**Document excerpt**

Michael Gaida: Rain | Pixabay
Michael Gaida: Rain | Pixabay

The Late Mario Levrero’s ‘The Luminous Novel’ Holds a Mirror to the Everyday

What we experience in plowing through Mario Levrero’s ‘The Luminous Novel’ is cosmic-scale procrastination.

The Luminous Novel
Mario Levrero
And Other Stories
August 2021

In the newly-published translation of The Luminous Novel by the late Uruguayan author Mario Levrero, admirably translated by Annie McDermott, events occur but there is no plot. There is, however, backstory: the narrator, in his 60s, received a Guggenheim grant allowing him to complete a novel, entitled The Luminous Novel, that he had started more than 20 years earlier. The narrator plans a year of leisure, free from financial concerns, within which to complete his novel and he records his preparations to do so in a (400-page) ‘Diary of the Grant’.   

This narrator is a hypochondriac; his doctor is called upon to visit his apartment regularly at night to take blood-pressure readings.  He is addicted to the plot-driven detective novels he buys by the arm-load at local bookshops and claims telepathic communication with, among others, these booksellers as to new arrivals in that genre.

**Data under study**
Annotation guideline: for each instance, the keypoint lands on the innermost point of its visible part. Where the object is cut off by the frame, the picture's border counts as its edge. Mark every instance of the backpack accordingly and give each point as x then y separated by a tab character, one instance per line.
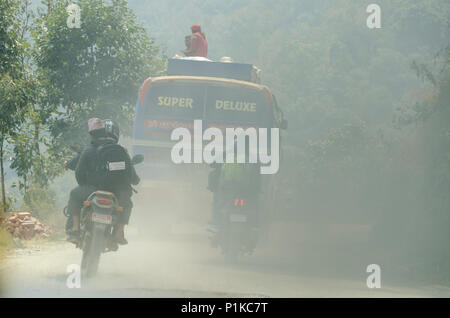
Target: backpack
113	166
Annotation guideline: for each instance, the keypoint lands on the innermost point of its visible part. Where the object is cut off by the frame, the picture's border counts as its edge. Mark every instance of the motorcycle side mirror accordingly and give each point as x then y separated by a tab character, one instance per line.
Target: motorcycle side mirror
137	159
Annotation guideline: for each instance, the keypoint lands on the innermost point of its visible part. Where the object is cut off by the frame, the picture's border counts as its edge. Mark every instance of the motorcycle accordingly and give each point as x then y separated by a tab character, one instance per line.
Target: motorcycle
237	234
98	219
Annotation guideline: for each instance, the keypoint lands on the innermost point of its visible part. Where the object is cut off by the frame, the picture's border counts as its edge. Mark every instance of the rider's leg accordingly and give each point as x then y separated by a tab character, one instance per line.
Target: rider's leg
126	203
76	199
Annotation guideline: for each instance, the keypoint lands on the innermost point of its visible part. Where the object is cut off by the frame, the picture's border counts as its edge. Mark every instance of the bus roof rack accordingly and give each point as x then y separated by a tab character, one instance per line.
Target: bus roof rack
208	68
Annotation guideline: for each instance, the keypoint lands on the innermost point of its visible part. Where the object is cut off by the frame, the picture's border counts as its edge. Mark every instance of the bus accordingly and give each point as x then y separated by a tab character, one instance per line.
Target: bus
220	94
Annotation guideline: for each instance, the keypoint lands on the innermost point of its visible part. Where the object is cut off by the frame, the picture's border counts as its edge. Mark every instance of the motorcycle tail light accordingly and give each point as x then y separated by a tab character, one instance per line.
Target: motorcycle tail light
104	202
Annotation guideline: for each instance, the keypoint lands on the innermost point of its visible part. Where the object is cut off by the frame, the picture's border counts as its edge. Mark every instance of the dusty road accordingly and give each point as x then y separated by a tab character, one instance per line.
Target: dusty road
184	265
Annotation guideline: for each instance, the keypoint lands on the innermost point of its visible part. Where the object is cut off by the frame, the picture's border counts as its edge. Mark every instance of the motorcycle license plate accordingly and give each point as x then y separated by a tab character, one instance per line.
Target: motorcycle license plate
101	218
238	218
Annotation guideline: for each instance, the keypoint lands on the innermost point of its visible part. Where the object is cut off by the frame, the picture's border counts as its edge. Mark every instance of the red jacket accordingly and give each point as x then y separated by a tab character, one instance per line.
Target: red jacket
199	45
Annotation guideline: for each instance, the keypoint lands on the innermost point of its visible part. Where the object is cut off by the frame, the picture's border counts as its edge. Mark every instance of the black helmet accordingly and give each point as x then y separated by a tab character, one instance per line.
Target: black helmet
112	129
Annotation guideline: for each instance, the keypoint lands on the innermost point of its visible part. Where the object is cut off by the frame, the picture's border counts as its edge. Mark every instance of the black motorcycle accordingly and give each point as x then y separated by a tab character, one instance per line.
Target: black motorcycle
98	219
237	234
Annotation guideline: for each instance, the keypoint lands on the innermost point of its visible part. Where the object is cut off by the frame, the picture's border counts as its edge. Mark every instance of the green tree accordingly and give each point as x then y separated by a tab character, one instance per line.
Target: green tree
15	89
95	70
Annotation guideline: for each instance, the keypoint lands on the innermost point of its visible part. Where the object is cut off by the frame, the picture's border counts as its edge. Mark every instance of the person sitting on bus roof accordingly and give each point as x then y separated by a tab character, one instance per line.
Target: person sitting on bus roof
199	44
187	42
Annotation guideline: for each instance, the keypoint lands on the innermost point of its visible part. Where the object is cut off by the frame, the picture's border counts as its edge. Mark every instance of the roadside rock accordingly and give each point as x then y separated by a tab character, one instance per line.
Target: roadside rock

...

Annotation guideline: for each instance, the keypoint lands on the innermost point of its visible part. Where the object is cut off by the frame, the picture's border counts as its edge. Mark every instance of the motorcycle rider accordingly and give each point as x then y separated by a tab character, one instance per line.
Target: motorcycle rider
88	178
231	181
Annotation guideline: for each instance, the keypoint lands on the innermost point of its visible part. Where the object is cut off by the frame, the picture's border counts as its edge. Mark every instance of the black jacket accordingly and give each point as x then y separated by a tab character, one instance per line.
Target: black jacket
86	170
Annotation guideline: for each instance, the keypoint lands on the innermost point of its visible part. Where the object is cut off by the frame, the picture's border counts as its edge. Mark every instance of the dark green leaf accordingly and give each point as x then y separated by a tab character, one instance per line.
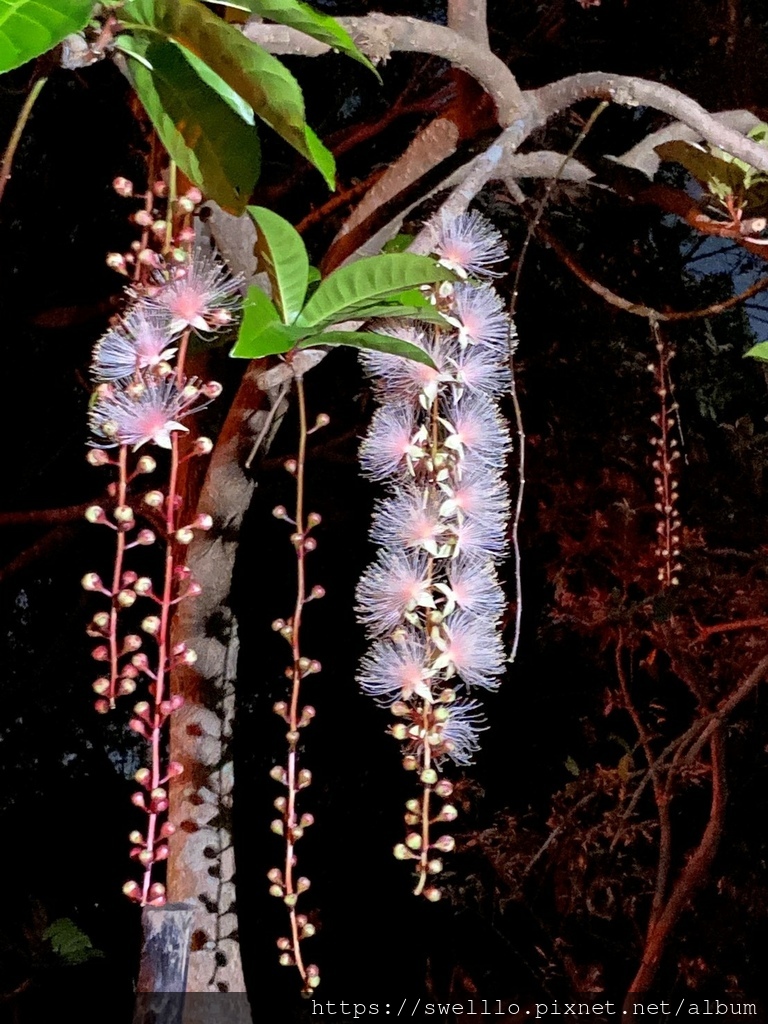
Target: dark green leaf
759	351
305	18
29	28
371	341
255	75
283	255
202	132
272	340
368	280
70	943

**Exercise details**
Copy the whole review of Mario Levrero's The Luminous Novel word for word, from its first line to its last. The records have no connection to the review.

**Solution below**
Michael Gaida: Rain | Pixabay
Michael Gaida: Rain | Pixabay

The Late Mario Levrero’s ‘The Luminous Novel’ Holds a Mirror to the Everyday

What we experience in plowing through Mario Levrero’s ‘The Luminous Novel’ is cosmic-scale procrastination.

The Luminous Novel
Mario Levrero
And Other Stories
August 2021

In the newly-published translation of The Luminous Novel by the late Uruguayan author Mario Levrero, admirably translated by Annie McDermott, events occur but there is no plot. There is, however, backstory: the narrator, in his 60s, received a Guggenheim grant allowing him to complete a novel, entitled The Luminous Novel, that he had started more than 20 years earlier. The narrator plans a year of leisure, free from financial concerns, within which to complete his novel and he records his preparations to do so in a (400-page) ‘Diary of the Grant’.   

This narrator is a hypochondriac; his doctor is called upon to visit his apartment regularly at night to take blood-pressure readings.  He is addicted to the plot-driven detective novels he buys by the arm-load at local bookshops and claims telepathic communication with, among others, these booksellers as to new arrivals in that genre.